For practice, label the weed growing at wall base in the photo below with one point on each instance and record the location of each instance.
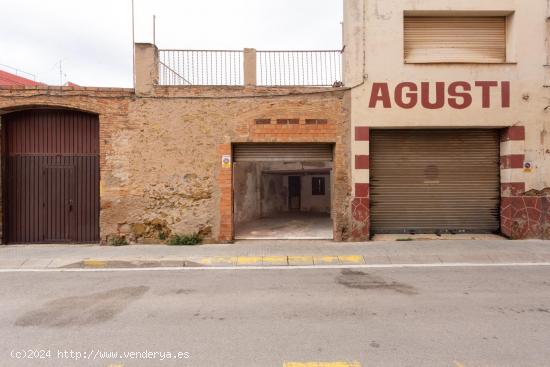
(185, 240)
(118, 241)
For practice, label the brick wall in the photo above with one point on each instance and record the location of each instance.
(160, 155)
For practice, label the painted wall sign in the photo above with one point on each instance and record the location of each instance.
(437, 95)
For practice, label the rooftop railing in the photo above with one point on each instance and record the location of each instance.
(250, 67)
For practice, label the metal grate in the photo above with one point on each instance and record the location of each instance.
(200, 67)
(300, 68)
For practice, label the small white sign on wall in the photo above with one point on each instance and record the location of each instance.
(226, 161)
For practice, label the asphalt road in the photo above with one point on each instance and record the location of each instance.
(460, 317)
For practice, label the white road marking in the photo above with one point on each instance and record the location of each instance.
(283, 267)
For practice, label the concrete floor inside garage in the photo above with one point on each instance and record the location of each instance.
(289, 225)
(282, 200)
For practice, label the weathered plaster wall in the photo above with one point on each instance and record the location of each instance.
(160, 155)
(246, 191)
(380, 48)
(373, 39)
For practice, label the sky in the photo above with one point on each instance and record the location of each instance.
(92, 39)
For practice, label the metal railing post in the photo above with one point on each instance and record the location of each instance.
(249, 66)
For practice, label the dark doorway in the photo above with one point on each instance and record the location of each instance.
(51, 176)
(294, 193)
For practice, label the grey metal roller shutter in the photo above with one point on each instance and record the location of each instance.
(282, 152)
(455, 39)
(434, 181)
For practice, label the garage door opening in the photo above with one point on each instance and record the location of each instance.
(435, 181)
(282, 191)
(51, 176)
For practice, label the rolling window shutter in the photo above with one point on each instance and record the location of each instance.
(455, 39)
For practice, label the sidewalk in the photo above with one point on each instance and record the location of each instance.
(275, 253)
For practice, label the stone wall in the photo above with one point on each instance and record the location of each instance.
• • • • •
SHORT EXERCISE: Put the lines of the material into a numbered list, starting with the line containing "For practice, label the sidewalk" and going on through the end of the material, and leave out any blank lines.

FULL OUTPUT:
1. For practice, label the sidewalk in the photo above with one point on each instance and record the location of each instance.
2. (275, 253)
3. For practice, label the stone wall in the photo above with one point on each instance and record the location of each instance.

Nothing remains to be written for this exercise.